- _What is needed_
Rewrite the stretch from the line containing "of the bridle" through the end of the records, changing "bridle" to "halter" and leaving everything else as it is.

Dataset records about object locations
════════════════

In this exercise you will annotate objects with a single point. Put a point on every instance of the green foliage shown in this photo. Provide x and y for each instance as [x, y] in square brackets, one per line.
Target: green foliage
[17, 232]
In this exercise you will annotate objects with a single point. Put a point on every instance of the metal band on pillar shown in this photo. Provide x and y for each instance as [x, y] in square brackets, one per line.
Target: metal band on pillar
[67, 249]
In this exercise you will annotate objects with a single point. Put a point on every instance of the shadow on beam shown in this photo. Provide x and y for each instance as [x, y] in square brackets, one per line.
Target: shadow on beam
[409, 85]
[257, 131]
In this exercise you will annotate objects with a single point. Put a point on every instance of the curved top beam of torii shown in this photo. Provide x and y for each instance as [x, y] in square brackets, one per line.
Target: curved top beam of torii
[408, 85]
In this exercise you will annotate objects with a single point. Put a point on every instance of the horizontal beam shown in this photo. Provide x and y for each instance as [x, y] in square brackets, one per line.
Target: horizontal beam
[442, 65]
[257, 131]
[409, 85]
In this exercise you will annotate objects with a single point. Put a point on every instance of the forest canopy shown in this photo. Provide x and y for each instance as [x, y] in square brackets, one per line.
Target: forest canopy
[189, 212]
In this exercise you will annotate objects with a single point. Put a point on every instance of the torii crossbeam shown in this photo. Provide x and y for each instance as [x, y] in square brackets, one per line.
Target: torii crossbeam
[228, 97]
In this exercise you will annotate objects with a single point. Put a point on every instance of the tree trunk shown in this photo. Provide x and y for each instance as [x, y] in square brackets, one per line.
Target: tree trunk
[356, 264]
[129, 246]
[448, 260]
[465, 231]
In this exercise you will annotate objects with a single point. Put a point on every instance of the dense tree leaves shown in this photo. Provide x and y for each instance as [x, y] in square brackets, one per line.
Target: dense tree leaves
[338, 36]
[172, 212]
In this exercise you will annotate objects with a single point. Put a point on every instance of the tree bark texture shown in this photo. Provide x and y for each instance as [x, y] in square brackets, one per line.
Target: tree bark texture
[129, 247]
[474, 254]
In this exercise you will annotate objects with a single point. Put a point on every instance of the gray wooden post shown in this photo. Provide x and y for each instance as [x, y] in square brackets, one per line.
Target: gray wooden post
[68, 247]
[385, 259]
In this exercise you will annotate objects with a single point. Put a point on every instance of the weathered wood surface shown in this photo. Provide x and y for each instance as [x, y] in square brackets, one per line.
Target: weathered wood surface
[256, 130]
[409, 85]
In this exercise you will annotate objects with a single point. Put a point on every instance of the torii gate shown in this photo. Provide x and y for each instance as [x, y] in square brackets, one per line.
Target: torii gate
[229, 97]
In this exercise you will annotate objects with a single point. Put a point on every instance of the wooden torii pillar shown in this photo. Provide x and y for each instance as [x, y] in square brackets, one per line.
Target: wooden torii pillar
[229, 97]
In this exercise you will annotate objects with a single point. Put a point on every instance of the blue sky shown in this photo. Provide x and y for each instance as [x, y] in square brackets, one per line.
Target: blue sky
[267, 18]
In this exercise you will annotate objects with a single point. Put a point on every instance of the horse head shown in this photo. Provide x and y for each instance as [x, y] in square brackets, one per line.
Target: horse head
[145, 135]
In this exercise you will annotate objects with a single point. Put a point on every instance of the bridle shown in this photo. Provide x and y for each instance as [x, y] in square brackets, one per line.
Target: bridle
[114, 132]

════════════════

- _Answer for the task_
In this exercise you will annotate objects with a single point. Put a point on every instance of the halter shown in this photo. Provide x and y for each instance as [x, y] in square brackets, one per line.
Target: halter
[114, 132]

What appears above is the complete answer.